── DATA ──
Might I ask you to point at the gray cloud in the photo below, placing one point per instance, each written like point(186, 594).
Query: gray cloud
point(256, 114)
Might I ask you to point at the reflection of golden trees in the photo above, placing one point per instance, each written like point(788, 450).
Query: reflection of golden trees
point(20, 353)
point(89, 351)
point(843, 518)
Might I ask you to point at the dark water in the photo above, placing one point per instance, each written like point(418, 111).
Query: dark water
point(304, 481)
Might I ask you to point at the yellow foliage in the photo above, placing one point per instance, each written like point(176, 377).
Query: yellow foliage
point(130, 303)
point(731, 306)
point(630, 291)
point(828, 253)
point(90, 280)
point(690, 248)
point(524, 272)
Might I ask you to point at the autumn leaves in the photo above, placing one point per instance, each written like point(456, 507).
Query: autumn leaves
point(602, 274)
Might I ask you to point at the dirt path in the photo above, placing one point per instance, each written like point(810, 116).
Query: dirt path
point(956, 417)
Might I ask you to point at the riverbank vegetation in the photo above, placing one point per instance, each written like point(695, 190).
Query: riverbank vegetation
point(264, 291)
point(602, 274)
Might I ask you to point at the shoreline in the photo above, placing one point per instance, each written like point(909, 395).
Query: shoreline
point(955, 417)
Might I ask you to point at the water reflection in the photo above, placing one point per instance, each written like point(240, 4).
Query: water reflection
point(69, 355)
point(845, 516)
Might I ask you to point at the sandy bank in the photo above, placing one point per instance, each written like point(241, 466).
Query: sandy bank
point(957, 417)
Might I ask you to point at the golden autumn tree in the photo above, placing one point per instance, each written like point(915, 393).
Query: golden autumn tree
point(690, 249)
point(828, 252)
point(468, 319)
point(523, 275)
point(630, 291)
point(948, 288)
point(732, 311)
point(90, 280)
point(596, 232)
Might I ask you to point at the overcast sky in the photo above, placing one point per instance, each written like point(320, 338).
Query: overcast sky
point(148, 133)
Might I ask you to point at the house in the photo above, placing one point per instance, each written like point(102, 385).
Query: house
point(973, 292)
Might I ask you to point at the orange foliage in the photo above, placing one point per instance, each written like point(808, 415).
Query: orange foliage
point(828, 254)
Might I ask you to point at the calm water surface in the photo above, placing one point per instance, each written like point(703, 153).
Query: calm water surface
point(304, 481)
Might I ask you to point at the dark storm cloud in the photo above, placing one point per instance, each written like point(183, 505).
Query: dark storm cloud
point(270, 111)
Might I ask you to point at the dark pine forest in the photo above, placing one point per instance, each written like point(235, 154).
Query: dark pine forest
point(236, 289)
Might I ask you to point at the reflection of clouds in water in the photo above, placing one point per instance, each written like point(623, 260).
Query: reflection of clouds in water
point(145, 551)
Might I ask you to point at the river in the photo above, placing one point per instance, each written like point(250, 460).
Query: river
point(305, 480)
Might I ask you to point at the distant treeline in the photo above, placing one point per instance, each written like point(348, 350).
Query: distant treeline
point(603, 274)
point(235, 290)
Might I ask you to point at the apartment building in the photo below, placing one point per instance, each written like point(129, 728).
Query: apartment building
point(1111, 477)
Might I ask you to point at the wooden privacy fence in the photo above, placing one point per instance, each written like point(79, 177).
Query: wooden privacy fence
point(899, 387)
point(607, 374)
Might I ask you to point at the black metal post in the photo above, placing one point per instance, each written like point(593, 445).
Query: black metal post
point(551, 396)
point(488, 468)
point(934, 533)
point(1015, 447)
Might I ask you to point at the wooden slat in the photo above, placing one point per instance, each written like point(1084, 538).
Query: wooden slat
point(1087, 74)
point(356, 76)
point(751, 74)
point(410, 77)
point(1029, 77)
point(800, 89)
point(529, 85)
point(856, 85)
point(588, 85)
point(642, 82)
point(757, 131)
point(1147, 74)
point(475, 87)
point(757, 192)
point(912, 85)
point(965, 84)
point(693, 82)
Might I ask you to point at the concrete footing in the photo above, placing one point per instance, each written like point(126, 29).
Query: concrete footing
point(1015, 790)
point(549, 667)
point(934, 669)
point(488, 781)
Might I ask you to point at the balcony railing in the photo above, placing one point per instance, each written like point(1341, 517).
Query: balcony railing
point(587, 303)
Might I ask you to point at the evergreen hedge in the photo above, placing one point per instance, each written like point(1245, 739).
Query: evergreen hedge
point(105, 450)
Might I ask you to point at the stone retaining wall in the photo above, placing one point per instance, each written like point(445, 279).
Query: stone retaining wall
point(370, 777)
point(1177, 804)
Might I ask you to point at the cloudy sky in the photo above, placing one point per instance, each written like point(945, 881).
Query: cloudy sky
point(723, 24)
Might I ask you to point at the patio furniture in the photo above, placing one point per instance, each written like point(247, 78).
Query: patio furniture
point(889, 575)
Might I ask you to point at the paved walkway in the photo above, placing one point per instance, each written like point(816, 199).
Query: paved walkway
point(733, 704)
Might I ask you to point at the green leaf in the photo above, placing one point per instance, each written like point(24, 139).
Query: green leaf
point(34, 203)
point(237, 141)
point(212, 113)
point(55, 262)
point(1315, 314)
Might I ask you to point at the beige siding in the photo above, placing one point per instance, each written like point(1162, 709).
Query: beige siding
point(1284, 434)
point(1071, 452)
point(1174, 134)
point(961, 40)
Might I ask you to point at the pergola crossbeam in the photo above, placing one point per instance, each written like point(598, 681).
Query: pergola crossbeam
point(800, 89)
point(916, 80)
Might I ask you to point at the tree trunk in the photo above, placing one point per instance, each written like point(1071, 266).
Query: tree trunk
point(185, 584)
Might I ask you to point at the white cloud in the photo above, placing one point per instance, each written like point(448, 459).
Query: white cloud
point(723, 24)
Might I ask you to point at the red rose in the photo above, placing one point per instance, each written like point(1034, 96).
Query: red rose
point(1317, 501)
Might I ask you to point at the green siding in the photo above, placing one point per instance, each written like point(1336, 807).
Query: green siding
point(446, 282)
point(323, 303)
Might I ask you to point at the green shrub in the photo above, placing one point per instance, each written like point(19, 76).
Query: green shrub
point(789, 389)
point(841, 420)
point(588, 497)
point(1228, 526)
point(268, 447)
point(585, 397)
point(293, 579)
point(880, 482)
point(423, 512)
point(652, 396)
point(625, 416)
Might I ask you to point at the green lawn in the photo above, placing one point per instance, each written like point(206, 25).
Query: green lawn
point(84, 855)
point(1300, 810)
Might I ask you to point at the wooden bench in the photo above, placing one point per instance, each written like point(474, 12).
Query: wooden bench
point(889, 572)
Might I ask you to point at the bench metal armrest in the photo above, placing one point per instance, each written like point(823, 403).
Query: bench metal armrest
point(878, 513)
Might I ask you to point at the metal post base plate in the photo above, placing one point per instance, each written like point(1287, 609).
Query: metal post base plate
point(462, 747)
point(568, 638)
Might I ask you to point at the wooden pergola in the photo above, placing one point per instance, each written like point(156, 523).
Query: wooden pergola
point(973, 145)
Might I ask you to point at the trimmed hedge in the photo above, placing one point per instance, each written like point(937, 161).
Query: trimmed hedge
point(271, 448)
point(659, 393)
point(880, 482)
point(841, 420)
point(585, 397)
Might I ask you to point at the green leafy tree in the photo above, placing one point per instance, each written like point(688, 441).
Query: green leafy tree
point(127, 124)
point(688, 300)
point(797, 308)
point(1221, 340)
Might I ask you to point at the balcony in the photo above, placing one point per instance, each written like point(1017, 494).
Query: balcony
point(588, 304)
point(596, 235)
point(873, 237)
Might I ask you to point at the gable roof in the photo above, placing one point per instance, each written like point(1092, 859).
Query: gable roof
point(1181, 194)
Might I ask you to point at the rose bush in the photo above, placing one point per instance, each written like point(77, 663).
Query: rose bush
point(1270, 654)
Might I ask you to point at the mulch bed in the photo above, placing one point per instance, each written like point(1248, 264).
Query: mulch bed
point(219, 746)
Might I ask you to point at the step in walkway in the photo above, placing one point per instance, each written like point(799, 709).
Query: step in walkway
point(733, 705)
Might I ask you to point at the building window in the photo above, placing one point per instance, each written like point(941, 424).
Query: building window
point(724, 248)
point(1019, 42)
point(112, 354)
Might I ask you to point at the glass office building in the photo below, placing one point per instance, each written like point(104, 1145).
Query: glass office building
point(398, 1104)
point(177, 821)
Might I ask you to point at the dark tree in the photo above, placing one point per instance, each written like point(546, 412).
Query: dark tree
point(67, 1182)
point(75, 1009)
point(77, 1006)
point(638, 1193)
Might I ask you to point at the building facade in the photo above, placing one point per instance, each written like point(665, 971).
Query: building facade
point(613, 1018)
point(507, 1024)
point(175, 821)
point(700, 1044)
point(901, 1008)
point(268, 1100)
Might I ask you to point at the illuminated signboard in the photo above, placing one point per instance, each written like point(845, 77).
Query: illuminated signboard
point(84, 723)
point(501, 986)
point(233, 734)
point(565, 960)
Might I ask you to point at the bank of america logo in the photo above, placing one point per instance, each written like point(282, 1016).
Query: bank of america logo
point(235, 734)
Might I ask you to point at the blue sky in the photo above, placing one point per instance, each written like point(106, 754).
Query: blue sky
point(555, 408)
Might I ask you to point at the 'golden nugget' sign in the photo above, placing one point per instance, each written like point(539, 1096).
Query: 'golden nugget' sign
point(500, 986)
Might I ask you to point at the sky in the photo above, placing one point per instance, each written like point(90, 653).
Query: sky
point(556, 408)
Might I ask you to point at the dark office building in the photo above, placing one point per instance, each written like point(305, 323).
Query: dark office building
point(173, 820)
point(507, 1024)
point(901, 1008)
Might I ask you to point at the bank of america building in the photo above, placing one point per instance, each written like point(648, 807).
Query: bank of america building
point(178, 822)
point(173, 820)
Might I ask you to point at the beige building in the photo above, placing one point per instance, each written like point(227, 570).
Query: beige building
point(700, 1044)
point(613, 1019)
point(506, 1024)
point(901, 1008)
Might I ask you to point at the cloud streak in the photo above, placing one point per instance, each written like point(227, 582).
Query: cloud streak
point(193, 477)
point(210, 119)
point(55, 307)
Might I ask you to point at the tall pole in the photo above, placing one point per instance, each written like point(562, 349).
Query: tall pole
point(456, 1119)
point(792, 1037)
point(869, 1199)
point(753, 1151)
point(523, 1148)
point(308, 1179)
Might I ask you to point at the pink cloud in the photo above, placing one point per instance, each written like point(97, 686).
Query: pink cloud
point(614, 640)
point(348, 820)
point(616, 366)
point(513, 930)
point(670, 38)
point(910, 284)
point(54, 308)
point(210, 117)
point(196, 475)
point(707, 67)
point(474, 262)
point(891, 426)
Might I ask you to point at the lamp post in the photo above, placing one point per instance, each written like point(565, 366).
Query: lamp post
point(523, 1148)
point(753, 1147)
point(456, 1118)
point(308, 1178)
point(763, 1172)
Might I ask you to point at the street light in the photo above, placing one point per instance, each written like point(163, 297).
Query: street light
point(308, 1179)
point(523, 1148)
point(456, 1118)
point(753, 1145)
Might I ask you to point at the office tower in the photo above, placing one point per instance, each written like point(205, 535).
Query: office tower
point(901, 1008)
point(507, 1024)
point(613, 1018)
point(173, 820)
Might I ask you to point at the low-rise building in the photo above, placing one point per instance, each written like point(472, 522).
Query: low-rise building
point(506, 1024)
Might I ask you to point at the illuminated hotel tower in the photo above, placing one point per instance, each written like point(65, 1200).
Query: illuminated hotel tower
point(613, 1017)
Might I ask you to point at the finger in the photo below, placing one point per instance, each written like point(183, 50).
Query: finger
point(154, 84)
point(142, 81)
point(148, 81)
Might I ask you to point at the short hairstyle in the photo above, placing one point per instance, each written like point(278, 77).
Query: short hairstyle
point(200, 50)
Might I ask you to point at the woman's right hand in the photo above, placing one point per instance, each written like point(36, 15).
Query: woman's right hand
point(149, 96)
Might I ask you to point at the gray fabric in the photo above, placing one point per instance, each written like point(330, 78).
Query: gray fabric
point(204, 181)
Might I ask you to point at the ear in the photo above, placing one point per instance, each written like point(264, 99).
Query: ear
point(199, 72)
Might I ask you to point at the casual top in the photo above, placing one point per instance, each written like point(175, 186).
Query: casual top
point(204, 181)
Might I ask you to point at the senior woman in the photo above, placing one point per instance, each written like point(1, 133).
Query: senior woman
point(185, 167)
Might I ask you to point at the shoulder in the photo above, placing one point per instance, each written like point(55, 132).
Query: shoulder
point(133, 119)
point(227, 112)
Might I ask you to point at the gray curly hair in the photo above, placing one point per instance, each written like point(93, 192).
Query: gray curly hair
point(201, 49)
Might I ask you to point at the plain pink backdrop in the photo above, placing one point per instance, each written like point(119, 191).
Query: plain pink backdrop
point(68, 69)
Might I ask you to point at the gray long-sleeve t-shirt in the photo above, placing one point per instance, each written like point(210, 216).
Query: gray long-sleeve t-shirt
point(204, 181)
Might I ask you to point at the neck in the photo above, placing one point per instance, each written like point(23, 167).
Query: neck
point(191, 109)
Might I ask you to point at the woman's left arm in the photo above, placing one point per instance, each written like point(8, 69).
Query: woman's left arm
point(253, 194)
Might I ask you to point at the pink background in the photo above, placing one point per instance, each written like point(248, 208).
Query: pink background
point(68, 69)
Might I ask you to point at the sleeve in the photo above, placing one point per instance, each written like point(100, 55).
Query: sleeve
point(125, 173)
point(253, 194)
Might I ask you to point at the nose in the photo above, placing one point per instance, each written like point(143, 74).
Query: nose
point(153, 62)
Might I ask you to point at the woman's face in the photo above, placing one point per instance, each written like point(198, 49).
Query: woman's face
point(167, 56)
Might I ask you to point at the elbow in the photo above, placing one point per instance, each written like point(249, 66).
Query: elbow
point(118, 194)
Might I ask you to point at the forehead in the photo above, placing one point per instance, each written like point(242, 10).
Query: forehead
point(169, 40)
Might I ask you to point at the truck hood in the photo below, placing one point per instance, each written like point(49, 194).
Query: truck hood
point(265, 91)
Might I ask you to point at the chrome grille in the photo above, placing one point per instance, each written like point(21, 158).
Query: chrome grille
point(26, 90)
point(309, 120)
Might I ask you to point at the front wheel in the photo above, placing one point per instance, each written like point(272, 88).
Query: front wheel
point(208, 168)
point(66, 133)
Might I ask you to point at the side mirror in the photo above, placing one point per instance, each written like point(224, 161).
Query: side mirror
───
◆ **TASK GOAL**: Bring together all lines in the records where the word "mirror" is found.

◆ **EXERCISE SOLUTION**:
Might I ask you to point at the side mirror in the photo above, placing one point per instance, each written like point(224, 161).
Query: side mirror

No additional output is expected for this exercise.